* [Written tasks]:
1. In the excerpt on arithmetic, geometric and harmonic means, what is the product abc equal to in terms of G?
2. Based on the excerpt on arithmetic, geometric and harmonic means, explain why a + b + c = 3A and abc = G³ in the proof of Property-5.
3. Carry on the excerpt on arithmetic, geometric and harmonic means from the point where it now ends.

***** Document *****

Proof: The equation having its roots as the given numbers is
\(
\begin{aligned}
x^2- & 2 A x+G^2=0 \\
\Rightarrow \quad x & =\frac{2 A \pm \sqrt{4 A^2-4 G^2}}{2} \\
& =A \pm \sqrt{A^2+G^2}
\end{aligned}
\)
Property-5: If \(A, G\), and \(H\) are arithmetic, geometric and harmonic means between three given numbers \(a, b\) and \(c\), then the equation having \(a, b\), and \(c\) as its roots is
\(
x^3-3 A x^2+\frac{3 G^3}{H} x-G^3=0
\)
Proof: We have,
\(
\begin{aligned}
& A=\frac{a+b+c}{3}, G=(a b c)^{1 / 3}, \\
& \frac{1}{H}=\frac{\frac{1}{a}+\frac{1}{b}+\frac{1}{c}}{3} \\
\therefore \quad & a+b+c=3 A, a b c=G^3
\end{aligned}
\)

***** Dataset content *****

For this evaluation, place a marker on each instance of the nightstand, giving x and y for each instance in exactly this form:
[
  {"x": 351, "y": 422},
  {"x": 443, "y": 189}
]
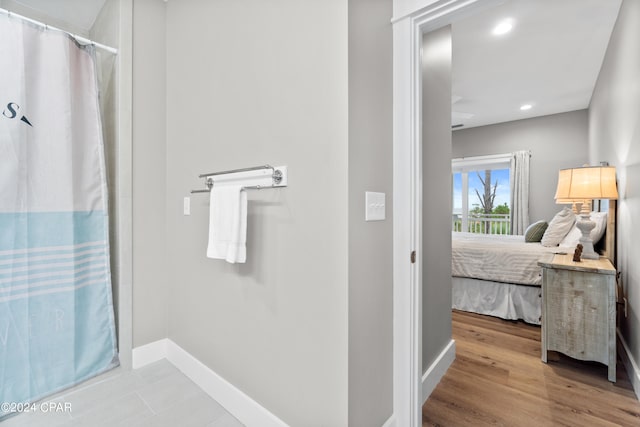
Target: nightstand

*****

* [Answers for the tasks]:
1. G³

2. The excerpt defines A as (a + b + c)/3, so a + b + c = 3A. It defines G as (abc)^(1/3), so abc = G³.

3.
and
\(
\frac{3 G^3}{H}=a b+b c+c a
\)
The equation having \(a, b\), and \(c\) as its roots is
\(
\begin{aligned}
& x^3-(a+b+c) x^2+(a b+b c+c a) x-a b c=0 \\
\Rightarrow & x^3-3 A x^2+\frac{3 G^3}{H} x-G^3=0
\end{aligned}
\)
Example 11: If the A.M. between two numbers exceeds their G.M. by 2 and the G.M. exceeds their H.M. by \(8 / 5\), find the numbers.
Solution: \(A-G=2 \dots(1)\)
\(
G-H=8 / 5 \dots(2)
\)
\(G^2=A H\)
\(
=(G+2)(G-8 / 5)
\)
\(
\Rightarrow \quad G=8
\)
\(
\Rightarrow \quad a b=64 \dots(3)
\)
From (1),
\(
\begin{aligned}
& A=10 \\
\Rightarrow \quad & a+b=20 \dots(4)
\end{aligned}
\)
Solving (3) and (4), we get \(a=4\) and \(b=16\) or \(a=16\) and \(b=4\).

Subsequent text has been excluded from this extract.